• [Tasks to carry out]
(a) In the text on FON, which existing system does the payment of Bills closely resemble?
(b) Reproduce the passage of the text on FON from "AdSense is an" to "like the advertisers.", word for word.
[Start of Text shown]
In the end, Bills and Linus will be best of friends. Bills will like Linuses because they help increase network coverage and thus make FON more attractive to Aliens. Linuses will love Bills because they can use their APs for free!

I was thinking this morning why it was that Swisscom, Telefonica and T-Online, who have tried to set up their own WiFi networks, failed in their endeavour and why I think FON will be successful at it.

The best explanation I came up with is that chaos is sometimes better than order. Let me explain: a telecom engineer would never plan the kind of network FON is going to have. When you see that thousands of volunteers who have signed up and sent us their email addresses, objectively, the FON network can be seen as chaotic and random.

An engineer who designs networks for a telecom wants the best possible coverage with the smallest number of access points and won’t even try to aim for coverage where there is no market. At FON, however, we are putting in motion a movement in which access points that already exist all sync together and form a same network. Telecoms as we know them work like governments and we work like civil society. What is our advantage? The same advantage the market has over planning. Juantomás García puts it this way: “Imagine you had to plan the distribution of all the food that enters Manhattan in one day. Not even the most efficient government could plan the distribution of the amazing variety of Japanese, Chinese, Italian, French, Jewish, Latino, Oriental and North American food that is eaten every day in the Big Apple. Millions of individuals taking individual decisions are the ones who make it happen.”. This is why, with extremely basic marketing (basically, this blog and other blogs), without any internet infrastructure and with very simple but very clever software, FON will be able to build what billions of dollars spent by telecoms couldn’t: a WiFi nation.

In Spain, there’s already broadband for everyone, the problem is that it’s very badly distributed. To give and to receive (Linuses) or to share and to charge (Bills) is the solution to this absurd situation. From chaos, we can reach order.

Jorge Gant shared with us a particularly good idea. Apparently, most schools in Spain are connected to the internet but very few use WiFi. Jorge’s idea is that parents, professors and students who are FON members should install FON access point in schools. By placing access points near windows, professors and students can use their laptops in and around their school. This way, not only can schools save a lot money on cabling and internet access, but the Internet, as a learning tool, becomes accessible in every classroom.

Many “Bill” FON members are asking us how we will pay Bills. The idea is to use a system very similar to the one currently used by Google with AdSense.

AdSense is an advertising system in which webmasters cede space on their web pages to Google, which Google uses to advertise using hyperlinks. If you’re a regular internet surfer, you must have seen hundreds of pages using this system. Google sells the advertising and then gives a percentage to the webmaster. Advertisers contact Google and pay Google to post their ads.

So in terms of how FON pays Bills: FON is like Google, Bills are like the webmasters and Aliens are like the advertisers.

If you are a Bill, all you will have to do is convert your access point into a FON access point, agree to the terms of the contract and begin earning money. The whole process will be online and will take about 5 minutes. If you’re already a webmaster using Google ads, then, you already have an idea of how Bills will get paid by FON.
[End of Text shown]
[Start of Data section]
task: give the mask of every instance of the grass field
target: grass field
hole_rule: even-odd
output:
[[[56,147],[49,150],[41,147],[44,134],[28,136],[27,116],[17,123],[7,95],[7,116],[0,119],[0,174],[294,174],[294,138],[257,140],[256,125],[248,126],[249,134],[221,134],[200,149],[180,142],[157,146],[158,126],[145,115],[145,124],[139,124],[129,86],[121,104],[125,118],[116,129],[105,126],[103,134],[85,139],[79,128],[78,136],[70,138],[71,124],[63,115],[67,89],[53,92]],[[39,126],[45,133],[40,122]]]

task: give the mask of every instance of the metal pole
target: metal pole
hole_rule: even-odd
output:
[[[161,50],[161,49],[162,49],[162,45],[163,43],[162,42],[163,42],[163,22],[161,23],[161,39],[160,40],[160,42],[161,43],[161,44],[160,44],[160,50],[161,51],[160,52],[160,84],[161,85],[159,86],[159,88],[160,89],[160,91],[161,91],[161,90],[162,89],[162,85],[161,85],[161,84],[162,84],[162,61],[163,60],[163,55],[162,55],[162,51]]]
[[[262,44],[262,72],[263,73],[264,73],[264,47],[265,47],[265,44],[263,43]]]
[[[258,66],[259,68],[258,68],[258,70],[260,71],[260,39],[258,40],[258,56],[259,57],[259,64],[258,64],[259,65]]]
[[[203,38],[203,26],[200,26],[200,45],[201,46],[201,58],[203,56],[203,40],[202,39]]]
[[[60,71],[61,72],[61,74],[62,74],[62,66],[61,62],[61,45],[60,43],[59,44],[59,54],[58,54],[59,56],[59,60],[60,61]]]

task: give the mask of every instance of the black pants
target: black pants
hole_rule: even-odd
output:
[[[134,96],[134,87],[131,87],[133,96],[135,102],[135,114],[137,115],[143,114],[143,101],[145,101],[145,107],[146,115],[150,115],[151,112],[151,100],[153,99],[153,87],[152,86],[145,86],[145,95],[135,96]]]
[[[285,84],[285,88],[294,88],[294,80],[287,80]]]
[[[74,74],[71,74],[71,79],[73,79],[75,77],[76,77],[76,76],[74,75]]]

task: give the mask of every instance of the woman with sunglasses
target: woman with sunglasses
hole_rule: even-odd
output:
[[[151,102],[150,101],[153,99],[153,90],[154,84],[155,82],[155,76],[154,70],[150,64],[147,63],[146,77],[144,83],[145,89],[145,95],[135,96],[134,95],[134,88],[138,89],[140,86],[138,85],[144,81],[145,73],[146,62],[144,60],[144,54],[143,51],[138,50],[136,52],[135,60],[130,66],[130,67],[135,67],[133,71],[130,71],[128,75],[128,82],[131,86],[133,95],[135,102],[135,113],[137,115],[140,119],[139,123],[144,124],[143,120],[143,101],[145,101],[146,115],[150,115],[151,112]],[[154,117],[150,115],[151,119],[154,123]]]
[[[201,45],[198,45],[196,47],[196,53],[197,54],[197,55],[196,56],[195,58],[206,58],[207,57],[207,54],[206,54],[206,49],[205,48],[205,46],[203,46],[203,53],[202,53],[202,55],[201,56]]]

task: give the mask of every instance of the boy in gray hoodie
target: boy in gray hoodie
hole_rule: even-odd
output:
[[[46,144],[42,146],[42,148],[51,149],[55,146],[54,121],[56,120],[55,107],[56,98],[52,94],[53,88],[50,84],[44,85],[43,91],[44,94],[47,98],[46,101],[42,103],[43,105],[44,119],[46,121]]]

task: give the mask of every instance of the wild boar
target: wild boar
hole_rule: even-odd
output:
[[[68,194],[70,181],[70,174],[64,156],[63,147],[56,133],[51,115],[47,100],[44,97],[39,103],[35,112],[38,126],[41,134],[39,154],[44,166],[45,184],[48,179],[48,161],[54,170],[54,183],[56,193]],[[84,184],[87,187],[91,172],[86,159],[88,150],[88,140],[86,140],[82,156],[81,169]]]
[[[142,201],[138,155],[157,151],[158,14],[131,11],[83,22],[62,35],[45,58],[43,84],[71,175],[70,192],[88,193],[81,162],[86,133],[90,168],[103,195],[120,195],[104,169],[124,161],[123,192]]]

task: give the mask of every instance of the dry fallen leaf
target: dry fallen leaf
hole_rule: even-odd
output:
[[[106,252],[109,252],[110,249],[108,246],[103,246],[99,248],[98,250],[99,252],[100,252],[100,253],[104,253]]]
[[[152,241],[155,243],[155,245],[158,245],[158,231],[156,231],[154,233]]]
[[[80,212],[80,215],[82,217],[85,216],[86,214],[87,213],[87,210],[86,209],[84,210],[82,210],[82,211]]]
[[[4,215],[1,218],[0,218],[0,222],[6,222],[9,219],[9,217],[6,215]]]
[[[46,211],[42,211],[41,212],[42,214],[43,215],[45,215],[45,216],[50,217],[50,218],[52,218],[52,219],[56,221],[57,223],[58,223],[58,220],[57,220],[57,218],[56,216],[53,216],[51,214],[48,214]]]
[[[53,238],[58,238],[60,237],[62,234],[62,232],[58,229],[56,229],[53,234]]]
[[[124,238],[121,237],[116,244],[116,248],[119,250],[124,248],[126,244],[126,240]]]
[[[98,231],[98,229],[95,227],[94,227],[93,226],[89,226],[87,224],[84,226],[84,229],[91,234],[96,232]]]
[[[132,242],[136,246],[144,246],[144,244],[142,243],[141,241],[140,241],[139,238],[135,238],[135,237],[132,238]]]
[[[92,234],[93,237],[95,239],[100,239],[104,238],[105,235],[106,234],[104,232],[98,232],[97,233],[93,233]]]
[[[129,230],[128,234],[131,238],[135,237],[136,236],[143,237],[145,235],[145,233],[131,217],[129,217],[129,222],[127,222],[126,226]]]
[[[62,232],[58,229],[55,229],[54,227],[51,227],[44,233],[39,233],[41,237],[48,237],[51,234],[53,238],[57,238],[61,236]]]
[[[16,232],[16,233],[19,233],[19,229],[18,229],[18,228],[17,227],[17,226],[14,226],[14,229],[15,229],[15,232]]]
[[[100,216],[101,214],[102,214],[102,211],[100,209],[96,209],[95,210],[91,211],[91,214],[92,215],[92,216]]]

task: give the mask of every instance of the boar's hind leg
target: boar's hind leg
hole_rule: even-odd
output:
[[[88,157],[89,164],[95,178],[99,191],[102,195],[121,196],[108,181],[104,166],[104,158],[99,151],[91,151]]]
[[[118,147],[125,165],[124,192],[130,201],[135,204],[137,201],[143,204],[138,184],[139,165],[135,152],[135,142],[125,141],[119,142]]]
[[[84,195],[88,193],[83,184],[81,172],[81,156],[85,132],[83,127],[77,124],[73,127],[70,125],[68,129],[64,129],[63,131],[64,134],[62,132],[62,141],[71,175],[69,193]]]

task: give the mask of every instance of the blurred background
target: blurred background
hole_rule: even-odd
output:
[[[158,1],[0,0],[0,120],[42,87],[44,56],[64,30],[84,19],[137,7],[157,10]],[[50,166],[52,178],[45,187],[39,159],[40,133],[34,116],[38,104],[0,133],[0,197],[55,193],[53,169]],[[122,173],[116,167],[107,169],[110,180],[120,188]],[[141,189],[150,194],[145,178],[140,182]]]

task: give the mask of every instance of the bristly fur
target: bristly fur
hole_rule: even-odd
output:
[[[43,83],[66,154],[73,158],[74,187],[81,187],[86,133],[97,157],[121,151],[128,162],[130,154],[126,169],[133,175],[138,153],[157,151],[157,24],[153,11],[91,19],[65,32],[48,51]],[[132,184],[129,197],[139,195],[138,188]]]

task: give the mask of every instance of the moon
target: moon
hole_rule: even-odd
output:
[End of Data section]
• [Task responses]
(a) Google's AdSense advertising system.

(b)
AdSense is an advertising system in which webmasters cede space on their web pages to Google, which Google uses to advertise using hyperlinks. If you’re a regular internet surfer, you must have seen hundreds of pages using this system. Google sells the advertising and then gives a percentage to the webmaster. Advertisers contact Google and pay Google to post their ads.

So in terms of how FON pays Bills: FON is like Google, Bills are like the webmasters and Aliens are like the advertisers.